Set of tasks ->
A - Reproduce word for word the section of the Charles Hodge review that starts at "Charles Hodge is" and finishes at "soteriology, and ethics.".
B - Carry on the Charles Hodge review from the point where it ends.

Text extract ->

::::::::

Charles Hodge is the highpoint of American theology. While Dabney
searched deeper into the issues, Hodge’s position (if only because the
North won) allowed him a wider influence. Thornwell was the more
brilliant orator and Palmer the greater preacher, but Hodge was the
teacher and systematician. Of the Princetonians Hodge is supreme. His
writing style is smoother than Warfield’s and he is deeper than his
predecessors.
We rejoice that Hendrickson Publishing is issuing these three volumes
at $30. Even with the page-length quotations in Latin, Hodge is strong
where American Christianity is weak. A renaissance in Hodge would
reinvigorate discussions about epistemology, the doctrine of God and
God’s knowledge, justification, and God’s law. We will look at Hodge’s
discussion of epistemology, doctrine of God, human nature (including
both sin and free volition), soteriology, and ethics.
Common Sense Realism
Far from stultifying the gospel, Hodge’s position safeguards the
reliability of “truth-speak” and if taken seriously today, adds another
angle to the “convert” phenomenon. A properly basic belief is one that
doesn’t need another belief for justification. I’m not so sure if Hodge
is making that claim. However, he does anticipate some of Plantinga’s
positions by saying that God so constituted our nature to believe x, y,
and z. My aim is to show from Hodge’s own words that our cognitive
faculties are (1) reliable and (2) made so by God. I will advance upon
Hodge’s conclusions: a commoner can read the Bible and get the general
“gist” of it apart from an infallible interpreting body. Secondly, to
deny the above point attacks the image of God. Thirdly, to deny the
above point is to reduce all to irrationality. The practical
application: Those who deny this position often find themselves looking
for “absolute” and infallible arbiters of the faith. Such a position
denies a key aspect of our imago dei.

::::::::

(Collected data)
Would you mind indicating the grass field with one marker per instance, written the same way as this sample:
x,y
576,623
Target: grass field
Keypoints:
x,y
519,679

::::::::

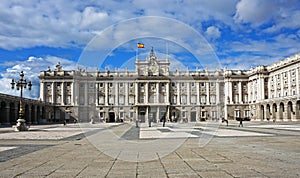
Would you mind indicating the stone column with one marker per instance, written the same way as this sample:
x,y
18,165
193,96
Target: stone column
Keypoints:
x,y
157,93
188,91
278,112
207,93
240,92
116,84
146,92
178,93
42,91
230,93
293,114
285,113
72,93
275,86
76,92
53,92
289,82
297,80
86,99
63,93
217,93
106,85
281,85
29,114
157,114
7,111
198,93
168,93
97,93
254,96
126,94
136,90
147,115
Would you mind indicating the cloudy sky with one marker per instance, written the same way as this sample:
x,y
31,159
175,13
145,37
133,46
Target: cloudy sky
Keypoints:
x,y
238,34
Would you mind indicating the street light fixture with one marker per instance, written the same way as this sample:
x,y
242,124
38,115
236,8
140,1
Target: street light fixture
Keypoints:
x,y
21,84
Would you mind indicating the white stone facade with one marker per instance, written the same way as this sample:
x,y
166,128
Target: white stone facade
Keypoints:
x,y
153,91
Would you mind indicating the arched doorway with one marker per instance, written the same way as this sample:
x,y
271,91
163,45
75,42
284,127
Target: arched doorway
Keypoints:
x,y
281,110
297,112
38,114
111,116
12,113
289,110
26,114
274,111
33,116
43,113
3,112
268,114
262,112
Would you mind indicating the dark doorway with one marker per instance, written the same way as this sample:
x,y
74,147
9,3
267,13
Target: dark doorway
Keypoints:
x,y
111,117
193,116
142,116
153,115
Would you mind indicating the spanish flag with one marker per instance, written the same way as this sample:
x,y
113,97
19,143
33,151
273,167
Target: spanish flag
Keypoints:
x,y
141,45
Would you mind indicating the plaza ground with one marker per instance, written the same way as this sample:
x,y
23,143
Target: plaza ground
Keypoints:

::::::::

The answers ->
A -
Charles Hodge is the highpoint of American theology. While Dabney
searched deeper into the issues, Hodge’s position (if only because the
North won) allowed him a wider influence. Thornwell was the more
brilliant orator and Palmer the greater preacher, but Hodge was the
teacher and systematician. Of the Princetonians Hodge is supreme. His
writing style is smoother than Warfield’s and he is deeper than his
predecessors.
We rejoice that Hendrickson Publishing is issuing these three volumes
at $30. Even with the page-length quotations in Latin, Hodge is strong
where American Christianity is weak. A renaissance in Hodge would
reinvigorate discussions about epistemology, the doctrine of God and
God’s knowledge, justification, and God’s law. We will look at Hodge’s
discussion of epistemology, doctrine of God, human nature (including
both sin and free volition), soteriology, and ethics.

B -
“Any doctrine [and Hodge is using this word in the
technical sense of philosophic and/or scientific beliefs], therefore,
which contradicts the facts of consciousness, or the laws of belief
which God has impressed upon our nature, must be false” (I: 215).
“Our knowledge of mind, therefore, as a thinking substance, is the
first and most certain, and the most indestructible of all forms of
knowledge; because it is involved in self-knowledge…which is the
indispensable condition of all knowledge” (I: 277).
It is interesting to note his reference to self-knowledge. One is reminded of Calvin’s duplex cognito dei.
Doctrine of God
…[S]tart with the revelation that God has made of himself in the
constitution of our own nature and in his holy word. This method leads
to the conclusion that God can think and act, that in him essence and
attributes are not identical (I: 564).
It’s also interesting to note Hodge’s comment about God constituting our nature in a certain way. Shades of Thomas Reid.
“To say, as the schoolmen, and so many even of Protestant
theologians, ancient and modern, were accustomed to say, that the
divine attributes differ only in name, or in our conceptions, or in
their effects, is to destroy all true knowledge of God…If in God
knowledge is identical with eternity, knowledge with power, power with
ubiquity, and ubiquity with holiness, then we are using words without
meaning (I: 371-372).
The attributes of God, therefore, are not merely different
conceptions in our minds, but different modes in which God reveals
himself to his creatures…just as our several faculties are different
modes in which the inscrutable substance self reveals itself in our
consciousness and acts (I: 374).
So what do we mean by simplicity? Rome has a thorough, if ultimately
chaotic, answer to this question. Orthodoxy has an outstanding response
to Rome, but nothing in terms of a constructive view of Simplicity.
Following Turretin, Hodge writes,
The attributes are to be distinguished not realiter,
but;”virtualiter, that is, there is a real foundation in the divine
nature for the several attributes attributed to him (I: 370).
What does virtualiter mean?
Richard Muller defines it as “literally, i.e., with virtue or power” (Muller 371).
It’s interesting that Muller mentioned “power.” This corresponds with
Radde-Galwitz’s interpretation of Gregory of Nyssa. Alluding to Michel
Barnes he notes that divine power is the causal capacity rooted in the
divine nature; inseparable from the divine nature and gives rise to the
divine energies (Barnes 183). Further, each “Good” (or attribute, in our
case) entails another.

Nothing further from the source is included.